>> START
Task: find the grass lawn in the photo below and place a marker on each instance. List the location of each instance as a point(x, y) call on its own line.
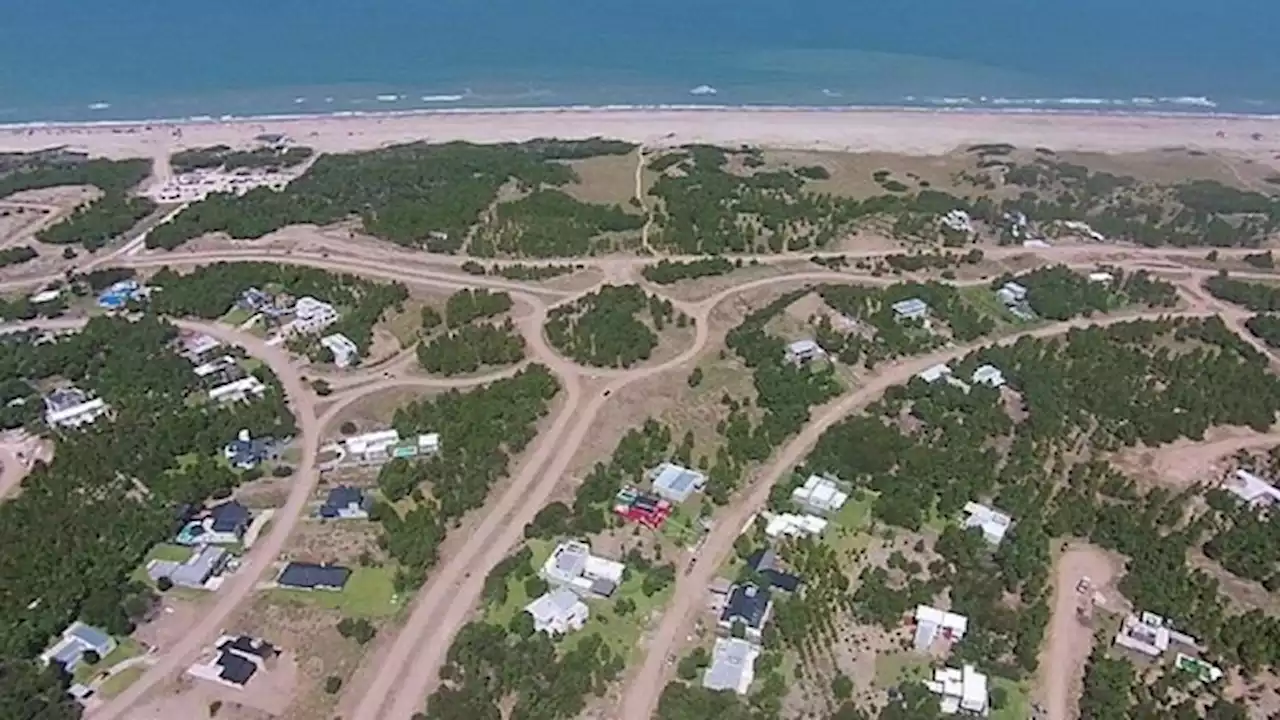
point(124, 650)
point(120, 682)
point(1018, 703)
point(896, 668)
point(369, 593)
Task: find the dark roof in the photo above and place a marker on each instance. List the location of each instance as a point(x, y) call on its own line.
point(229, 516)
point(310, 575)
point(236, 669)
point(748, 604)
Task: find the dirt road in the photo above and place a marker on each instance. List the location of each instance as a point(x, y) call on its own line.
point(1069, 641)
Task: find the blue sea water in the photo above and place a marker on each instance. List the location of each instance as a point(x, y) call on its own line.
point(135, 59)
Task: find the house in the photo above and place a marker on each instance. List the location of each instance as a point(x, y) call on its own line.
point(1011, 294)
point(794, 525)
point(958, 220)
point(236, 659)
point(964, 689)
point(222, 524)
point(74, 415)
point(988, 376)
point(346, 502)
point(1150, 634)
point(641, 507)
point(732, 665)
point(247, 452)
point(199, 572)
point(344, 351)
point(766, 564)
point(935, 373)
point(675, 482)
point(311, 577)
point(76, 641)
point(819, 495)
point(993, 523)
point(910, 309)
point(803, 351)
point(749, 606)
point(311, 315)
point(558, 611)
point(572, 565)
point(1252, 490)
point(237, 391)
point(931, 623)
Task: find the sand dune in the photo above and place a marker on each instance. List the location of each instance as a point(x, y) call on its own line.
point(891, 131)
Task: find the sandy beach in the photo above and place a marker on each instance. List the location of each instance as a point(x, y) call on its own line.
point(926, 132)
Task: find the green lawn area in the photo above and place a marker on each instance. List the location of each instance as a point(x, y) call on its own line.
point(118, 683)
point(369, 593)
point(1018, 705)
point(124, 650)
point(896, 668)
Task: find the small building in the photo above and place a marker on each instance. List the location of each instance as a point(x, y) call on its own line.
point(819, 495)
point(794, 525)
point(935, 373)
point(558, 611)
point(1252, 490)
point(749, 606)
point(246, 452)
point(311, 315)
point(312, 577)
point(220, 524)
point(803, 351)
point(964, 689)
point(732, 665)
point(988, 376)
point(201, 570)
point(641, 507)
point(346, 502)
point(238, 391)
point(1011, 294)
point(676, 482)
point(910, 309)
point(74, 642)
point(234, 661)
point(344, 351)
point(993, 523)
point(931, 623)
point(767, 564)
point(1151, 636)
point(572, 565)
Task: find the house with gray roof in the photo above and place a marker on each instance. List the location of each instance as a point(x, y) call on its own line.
>> END
### [Stated task]
Recast all the entries above as a numbered list, one line per item, with blank lines and the pictures left out.

### [Exercise response]
1. Task: find the grass lawn in the photo below and place a marker on each instance. List the location of each instance as a point(x, y) call on its own line.
2. point(124, 650)
3. point(120, 682)
4. point(1018, 703)
5. point(896, 668)
6. point(369, 593)
7. Task: find the dark roof in the photo above and place a marker on each instance. List the location of each instance as a point(x, y) call on its own line.
8. point(229, 516)
9. point(310, 575)
10. point(236, 669)
11. point(748, 604)
12. Task: find the dirt road in the photo above and place a marker on each instance. List the location of each instance as a point(x, y) call on its own line.
13. point(1069, 641)
14. Task: find the blue sea water in the photo above and place a marker on each instance. List the location of each instance as a point(x, y) call on its own line.
15. point(135, 59)
16. Task: find the house in the photo above and place a marker on each instance. List the location of each instance as a point(x, y) call on its own line.
17. point(1011, 294)
18. point(794, 525)
19. point(958, 220)
20. point(236, 659)
21. point(964, 689)
22. point(222, 524)
23. point(74, 415)
24. point(988, 376)
25. point(346, 502)
26. point(1150, 634)
27. point(641, 507)
28. point(732, 665)
29. point(247, 452)
30. point(199, 572)
31. point(344, 351)
32. point(766, 564)
33. point(935, 373)
34. point(675, 482)
35. point(311, 577)
36. point(76, 641)
37. point(819, 495)
38. point(993, 523)
39. point(910, 309)
40. point(803, 351)
41. point(749, 606)
42. point(311, 315)
43. point(558, 611)
44. point(572, 565)
45. point(1252, 490)
46. point(237, 391)
47. point(931, 623)
48. Task: find the sand dune in the photo above and place a marker on each instance. List the location of each instance as a point(x, y) call on its own line.
49. point(891, 131)
50. Task: find the sandy beach in the photo above and place a marker on each instance. List the location of each instance as a point(x, y) call on its own line.
51. point(926, 132)
52. Task: find the green lawn area in the photo above and place a marker on each instance. List the location of each instance as a point(x, y) call on its own line.
53. point(118, 683)
54. point(369, 593)
55. point(1018, 705)
56. point(124, 650)
57. point(896, 668)
58. Task: find the small building in the photo above and place a marker on each instance. List the location of each instance as a point(x, y) call on its own line.
59. point(819, 495)
60. point(794, 525)
61. point(935, 373)
62. point(558, 611)
63. point(1252, 490)
64. point(749, 606)
65. point(246, 452)
66. point(311, 315)
67. point(312, 577)
68. point(220, 524)
69. point(803, 351)
70. point(964, 689)
71. point(732, 665)
72. point(988, 376)
73. point(201, 570)
74. point(641, 507)
75. point(346, 502)
76. point(238, 391)
77. point(1011, 294)
78. point(676, 482)
79. point(910, 309)
80. point(74, 642)
81. point(234, 661)
82. point(344, 351)
83. point(993, 523)
84. point(931, 623)
85. point(767, 564)
86. point(1151, 636)
87. point(572, 565)
88. Task: find the house with gray roof in the photo above and place a marker on each instance. List the location of each instance as a point(x, y) call on its own line.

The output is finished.